The nice thing about taking a little time off to recharge is, it gives me time to think and reflect. I actually get to slow my roll and spend time writing down my thoughts.  With bringing back my Moroccan menu this week, it has sent me back to our journey there late last year and it got me thinking about that whole experience all over again.  I wanted to share with you what that was like and hopefully encourage you to do the same. 


To set foot onto African soil for the first time, it was dream come true. There was a surge of energy I felt, as if I was being recharged from the ground beneath me.  But it also came with a lot of uncertainty, anxiousness, and doubt. I had hoped I had not romanticized the idea of Morocco so much in my mind that I would somehow be disappointed by the trip and setting myself up to be let down.  Luckily, I was quick to learn, that would not be the case.  In fact, Morocco began to exceed my expectations from the very beginning, and all those questions and fears I had, were put to rest as I traveled my way through the country.

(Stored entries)

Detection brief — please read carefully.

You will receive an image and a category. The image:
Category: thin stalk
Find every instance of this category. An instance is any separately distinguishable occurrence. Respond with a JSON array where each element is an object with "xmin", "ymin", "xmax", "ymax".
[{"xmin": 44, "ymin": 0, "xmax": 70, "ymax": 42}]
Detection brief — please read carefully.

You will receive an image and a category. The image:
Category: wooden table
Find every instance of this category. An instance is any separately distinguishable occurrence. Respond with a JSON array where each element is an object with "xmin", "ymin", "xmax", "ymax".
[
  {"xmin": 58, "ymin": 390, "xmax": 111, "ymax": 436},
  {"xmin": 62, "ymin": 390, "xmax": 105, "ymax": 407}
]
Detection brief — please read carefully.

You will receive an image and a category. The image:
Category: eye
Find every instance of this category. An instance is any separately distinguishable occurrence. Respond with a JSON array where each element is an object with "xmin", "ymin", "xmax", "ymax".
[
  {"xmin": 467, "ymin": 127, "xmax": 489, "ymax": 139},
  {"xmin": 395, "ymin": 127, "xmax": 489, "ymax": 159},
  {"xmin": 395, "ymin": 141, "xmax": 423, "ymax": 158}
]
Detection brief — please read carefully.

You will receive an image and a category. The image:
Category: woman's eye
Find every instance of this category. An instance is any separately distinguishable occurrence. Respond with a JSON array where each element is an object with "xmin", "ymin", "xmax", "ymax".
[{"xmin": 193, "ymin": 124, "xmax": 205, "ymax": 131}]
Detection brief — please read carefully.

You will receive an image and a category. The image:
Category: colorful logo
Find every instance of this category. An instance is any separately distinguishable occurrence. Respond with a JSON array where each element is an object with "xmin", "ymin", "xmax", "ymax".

• Exercise requirements:
[a] Answer these about the Morocco trip account:
(i) What menu is the writer bringing back this week?
(ii) What did the writer feel on first setting foot on African soil?
(iii) Besides that feeling, what three things came with it?
[b] Continue the Morocco trip account after its last sentence.
These records come from a different source than the text.

• Task-by-task outputs:
[a]
(i) The Moroccan menu.
(ii) A surge of energy, as if being recharged from the ground beneath.
(iii) Uncertainty, anxiousness, and doubt.

[b]
For anyone who is traveling to Morocco for the first time, I would strongly recommend ferrying in from Tarifa, Spain, and starting your journey in Tangier.  Tangier is great training wheels for Morocco. Consider it, Morocco lite!  It is a great city to ease into the Moroccan way of life, without overwhelming you.  There is an Old Medina part of town, but there is also a big modern city as well.  It is a perfect blend of Moroccan and European cultures. The street peddlers are very friendly and great at striking up conversations, but be careful, that is how they lure you in.  But after a few “no thank yous” and insisting you don’t need their services for whatever they are offering, they graciously back off, and always part by saying, “Your welcome” instead of “thank or have a nice day”. This always cracked me up.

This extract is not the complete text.